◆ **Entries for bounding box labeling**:
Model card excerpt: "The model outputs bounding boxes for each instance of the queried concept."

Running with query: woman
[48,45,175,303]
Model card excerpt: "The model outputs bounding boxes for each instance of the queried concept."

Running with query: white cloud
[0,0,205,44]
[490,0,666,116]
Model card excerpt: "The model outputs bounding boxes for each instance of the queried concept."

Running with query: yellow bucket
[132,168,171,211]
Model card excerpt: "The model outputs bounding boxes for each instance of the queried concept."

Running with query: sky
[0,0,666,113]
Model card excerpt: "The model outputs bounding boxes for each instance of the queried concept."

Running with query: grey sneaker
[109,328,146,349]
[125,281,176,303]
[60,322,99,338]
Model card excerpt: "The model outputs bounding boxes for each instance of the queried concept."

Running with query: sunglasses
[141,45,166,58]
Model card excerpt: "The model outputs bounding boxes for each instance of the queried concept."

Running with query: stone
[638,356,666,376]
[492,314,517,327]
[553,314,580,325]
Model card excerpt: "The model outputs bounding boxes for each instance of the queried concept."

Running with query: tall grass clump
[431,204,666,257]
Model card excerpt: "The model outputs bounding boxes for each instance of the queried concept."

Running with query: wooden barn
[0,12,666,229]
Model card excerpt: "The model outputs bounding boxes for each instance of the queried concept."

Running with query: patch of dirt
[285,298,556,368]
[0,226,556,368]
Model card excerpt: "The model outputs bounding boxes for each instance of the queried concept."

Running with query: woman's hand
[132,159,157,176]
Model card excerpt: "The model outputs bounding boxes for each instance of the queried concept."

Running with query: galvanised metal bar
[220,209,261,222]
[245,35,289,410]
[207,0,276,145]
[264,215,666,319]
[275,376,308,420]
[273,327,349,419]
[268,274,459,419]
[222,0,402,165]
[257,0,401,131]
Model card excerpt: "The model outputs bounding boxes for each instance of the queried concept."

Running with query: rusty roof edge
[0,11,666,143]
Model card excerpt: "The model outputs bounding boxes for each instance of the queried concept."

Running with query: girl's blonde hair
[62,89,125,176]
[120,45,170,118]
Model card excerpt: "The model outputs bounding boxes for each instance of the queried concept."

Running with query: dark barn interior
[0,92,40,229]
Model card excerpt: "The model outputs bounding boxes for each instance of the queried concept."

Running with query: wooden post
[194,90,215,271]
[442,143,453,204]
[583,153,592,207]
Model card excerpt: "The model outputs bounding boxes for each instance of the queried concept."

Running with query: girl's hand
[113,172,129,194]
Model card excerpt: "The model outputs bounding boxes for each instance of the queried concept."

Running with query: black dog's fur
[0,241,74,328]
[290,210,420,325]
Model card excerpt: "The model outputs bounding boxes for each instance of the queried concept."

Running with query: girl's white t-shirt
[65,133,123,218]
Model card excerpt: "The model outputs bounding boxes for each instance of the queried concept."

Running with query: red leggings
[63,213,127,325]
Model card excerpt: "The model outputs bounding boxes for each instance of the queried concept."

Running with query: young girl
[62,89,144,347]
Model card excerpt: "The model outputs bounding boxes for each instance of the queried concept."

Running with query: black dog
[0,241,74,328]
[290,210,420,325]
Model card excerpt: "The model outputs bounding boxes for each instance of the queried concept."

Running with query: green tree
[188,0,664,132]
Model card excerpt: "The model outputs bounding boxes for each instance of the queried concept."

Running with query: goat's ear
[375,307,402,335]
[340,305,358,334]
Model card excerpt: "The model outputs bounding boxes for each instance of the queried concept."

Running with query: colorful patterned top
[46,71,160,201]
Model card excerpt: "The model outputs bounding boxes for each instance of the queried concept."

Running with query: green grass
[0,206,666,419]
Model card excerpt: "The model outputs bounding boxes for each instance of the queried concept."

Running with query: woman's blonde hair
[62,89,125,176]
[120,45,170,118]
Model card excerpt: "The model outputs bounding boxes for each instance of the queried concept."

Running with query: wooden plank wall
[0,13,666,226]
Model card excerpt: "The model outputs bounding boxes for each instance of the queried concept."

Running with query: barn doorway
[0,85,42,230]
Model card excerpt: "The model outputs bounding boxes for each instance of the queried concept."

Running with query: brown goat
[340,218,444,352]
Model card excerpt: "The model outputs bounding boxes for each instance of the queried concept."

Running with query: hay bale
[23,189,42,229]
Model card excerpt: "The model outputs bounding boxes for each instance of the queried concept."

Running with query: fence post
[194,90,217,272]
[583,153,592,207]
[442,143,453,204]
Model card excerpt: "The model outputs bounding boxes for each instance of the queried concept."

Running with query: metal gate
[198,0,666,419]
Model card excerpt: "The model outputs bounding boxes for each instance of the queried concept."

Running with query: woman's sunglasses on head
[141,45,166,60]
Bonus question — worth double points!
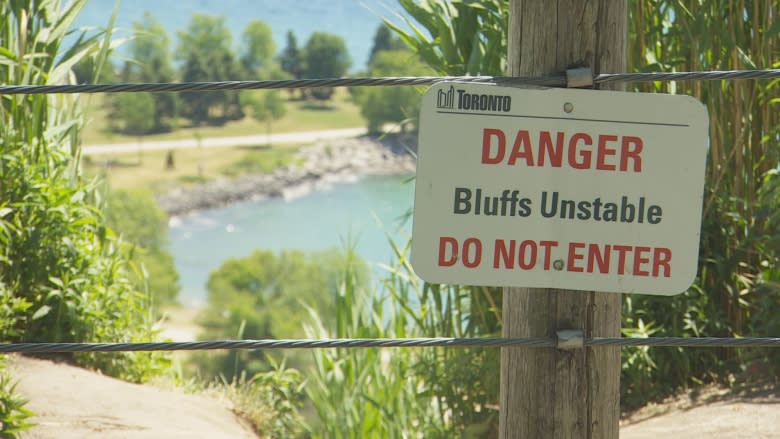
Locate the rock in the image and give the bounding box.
[157,135,417,216]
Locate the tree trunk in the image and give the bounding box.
[499,0,627,439]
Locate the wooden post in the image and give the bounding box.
[499,0,627,439]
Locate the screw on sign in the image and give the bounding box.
[412,83,708,295]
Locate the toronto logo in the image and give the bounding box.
[436,85,512,113]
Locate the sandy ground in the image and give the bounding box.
[13,357,780,439]
[620,384,780,439]
[12,307,780,439]
[13,357,257,439]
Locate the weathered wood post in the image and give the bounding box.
[500,0,627,439]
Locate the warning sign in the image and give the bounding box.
[412,83,708,295]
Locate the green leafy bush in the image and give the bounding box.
[104,189,181,310]
[0,1,166,381]
[0,358,34,438]
[195,250,368,380]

◆ **TASK GOAL**:
List every line in the rows that holds the word "green", matching its case.

◆ **TASK RESPONSE**:
Running with query: green tree
Running with query: green grass
Locate the green leafy bush in the image and give the bounding box.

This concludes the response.